[Saved data entries]

•••••

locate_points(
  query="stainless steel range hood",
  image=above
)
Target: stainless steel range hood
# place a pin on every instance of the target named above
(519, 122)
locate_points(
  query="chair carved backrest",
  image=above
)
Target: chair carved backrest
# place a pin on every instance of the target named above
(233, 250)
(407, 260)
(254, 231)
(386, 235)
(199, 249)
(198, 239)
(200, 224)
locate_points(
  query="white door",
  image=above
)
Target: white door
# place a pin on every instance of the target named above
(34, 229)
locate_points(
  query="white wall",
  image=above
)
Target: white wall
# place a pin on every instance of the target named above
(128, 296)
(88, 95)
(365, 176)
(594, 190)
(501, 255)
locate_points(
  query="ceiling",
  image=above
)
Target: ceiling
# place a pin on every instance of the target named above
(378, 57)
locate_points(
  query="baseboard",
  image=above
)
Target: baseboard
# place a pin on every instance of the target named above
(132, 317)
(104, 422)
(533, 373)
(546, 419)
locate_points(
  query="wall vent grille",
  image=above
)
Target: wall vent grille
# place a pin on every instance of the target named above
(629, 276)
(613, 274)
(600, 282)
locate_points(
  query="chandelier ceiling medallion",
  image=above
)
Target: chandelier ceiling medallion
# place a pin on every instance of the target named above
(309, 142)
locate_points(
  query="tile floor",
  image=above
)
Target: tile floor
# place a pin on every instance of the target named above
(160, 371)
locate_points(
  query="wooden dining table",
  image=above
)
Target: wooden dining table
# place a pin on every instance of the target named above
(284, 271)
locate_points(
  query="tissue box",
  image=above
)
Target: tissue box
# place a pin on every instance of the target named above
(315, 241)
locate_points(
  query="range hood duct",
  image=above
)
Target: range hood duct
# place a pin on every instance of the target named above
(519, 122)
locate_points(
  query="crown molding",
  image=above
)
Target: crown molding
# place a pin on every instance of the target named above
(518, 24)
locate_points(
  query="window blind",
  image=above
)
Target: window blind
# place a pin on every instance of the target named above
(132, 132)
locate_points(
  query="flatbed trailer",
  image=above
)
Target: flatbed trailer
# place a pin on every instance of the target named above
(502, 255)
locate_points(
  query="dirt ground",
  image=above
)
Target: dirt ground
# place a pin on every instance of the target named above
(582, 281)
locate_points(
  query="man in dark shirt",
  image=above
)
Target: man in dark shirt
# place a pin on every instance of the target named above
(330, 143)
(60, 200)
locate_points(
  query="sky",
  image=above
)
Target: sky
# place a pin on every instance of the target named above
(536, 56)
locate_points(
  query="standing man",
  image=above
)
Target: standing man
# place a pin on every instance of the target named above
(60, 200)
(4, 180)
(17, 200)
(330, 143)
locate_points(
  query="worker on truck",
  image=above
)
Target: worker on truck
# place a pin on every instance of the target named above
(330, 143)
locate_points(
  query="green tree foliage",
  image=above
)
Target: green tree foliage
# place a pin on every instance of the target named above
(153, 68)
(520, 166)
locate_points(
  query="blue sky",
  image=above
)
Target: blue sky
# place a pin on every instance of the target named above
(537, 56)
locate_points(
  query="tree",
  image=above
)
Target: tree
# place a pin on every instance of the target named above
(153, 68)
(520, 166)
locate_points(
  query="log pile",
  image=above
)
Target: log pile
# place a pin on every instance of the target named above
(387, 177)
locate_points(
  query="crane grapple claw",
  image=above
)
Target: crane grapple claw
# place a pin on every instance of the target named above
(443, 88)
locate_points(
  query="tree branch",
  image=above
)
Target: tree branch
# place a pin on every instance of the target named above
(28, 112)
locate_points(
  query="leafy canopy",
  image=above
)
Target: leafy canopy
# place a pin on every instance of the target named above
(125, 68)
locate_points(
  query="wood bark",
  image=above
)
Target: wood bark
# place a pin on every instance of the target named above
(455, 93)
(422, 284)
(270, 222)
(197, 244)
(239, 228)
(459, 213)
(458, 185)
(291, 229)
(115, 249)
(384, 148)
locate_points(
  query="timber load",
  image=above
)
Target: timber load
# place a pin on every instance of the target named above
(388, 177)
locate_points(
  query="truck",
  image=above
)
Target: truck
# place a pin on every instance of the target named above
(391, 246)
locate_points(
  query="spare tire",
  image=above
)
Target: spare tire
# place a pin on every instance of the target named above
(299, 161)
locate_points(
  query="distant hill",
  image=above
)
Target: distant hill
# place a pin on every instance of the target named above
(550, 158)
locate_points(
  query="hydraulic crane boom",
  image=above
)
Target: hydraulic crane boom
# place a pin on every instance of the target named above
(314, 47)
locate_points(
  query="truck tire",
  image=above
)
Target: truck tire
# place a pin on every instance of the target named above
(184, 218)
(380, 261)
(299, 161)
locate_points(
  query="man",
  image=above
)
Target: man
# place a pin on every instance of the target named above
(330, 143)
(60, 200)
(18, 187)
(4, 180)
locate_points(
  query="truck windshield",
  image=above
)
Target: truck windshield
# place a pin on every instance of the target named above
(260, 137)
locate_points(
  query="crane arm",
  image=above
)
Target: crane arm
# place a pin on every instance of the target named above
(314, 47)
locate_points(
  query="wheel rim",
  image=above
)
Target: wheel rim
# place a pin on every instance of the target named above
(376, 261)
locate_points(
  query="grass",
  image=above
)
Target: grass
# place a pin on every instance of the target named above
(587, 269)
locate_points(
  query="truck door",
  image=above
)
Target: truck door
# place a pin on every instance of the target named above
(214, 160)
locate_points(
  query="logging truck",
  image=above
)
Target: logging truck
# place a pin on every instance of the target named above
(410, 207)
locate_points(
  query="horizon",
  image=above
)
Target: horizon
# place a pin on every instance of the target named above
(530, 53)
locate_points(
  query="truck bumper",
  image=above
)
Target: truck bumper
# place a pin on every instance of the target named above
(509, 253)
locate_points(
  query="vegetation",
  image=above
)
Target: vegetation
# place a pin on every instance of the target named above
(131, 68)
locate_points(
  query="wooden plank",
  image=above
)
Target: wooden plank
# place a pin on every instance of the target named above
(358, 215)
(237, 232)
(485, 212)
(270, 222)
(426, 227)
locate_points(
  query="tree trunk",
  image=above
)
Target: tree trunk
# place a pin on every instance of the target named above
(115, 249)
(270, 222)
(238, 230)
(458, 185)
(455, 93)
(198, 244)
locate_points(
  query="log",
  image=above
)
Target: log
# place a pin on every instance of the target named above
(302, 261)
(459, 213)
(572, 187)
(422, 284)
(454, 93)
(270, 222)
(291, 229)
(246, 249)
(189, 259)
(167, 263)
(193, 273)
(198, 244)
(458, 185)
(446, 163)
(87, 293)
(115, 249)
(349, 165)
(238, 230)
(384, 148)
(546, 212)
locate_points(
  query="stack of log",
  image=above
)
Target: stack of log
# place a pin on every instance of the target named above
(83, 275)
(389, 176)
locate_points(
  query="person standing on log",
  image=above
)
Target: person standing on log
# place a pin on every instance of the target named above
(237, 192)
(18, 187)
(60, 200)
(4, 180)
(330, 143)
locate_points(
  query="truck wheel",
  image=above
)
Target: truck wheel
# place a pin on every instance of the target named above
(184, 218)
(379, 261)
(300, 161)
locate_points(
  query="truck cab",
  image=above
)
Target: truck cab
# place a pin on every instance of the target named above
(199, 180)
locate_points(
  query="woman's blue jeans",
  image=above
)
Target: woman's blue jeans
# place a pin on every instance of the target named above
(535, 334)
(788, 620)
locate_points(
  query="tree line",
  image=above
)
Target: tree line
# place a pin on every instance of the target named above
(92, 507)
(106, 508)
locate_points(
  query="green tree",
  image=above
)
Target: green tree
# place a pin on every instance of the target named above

•••••

Taking the records above, retype every line from the one with "Target: truck tire" down to the one with "Target: vegetation", exactly and with nothing else.

Solution to this exercise:
Target: truck tire
# place a pin on every instance of the target named above
(184, 218)
(380, 261)
(299, 161)
locate_points(
  query="man",
  image=above
)
Target: man
# place a pin on every instance of the target named above
(330, 143)
(60, 200)
(18, 187)
(4, 180)
locate_points(
  query="truck windshield",
  image=above
)
Target: truck windshield
# place a pin on every instance of the target named above
(260, 137)
locate_points(
  query="crane arm",
  image=above
)
Target: crane arm
# place a pin on every instance of the target named above
(314, 47)
locate_points(
  query="wheel rim",
  image=above
)
Target: wheel rim
# place a pin on every instance of the target named above
(376, 261)
locate_points(
  query="grass",
  image=above
)
Target: grass
# place a pin on every instance of the target named above
(587, 269)
locate_points(
  query="truck door",
  image=above
)
Target: truck door
# place a pin on every instance of the target named above
(214, 160)
locate_points(
  query="logging truck",
  image=above
)
Target: logging truck
# place a pin on every instance of the target named above
(410, 207)
locate_points(
  query="horizon",
  image=above
)
Target: horizon
# place a pin on every instance of the target named above
(530, 53)
locate_points(
  query="truck bumper",
  image=above
)
Target: truck bumper
# place a pin on every instance of the target named above
(509, 253)
locate_points(
  query="vegetation",
  image=above
)
Target: vegetation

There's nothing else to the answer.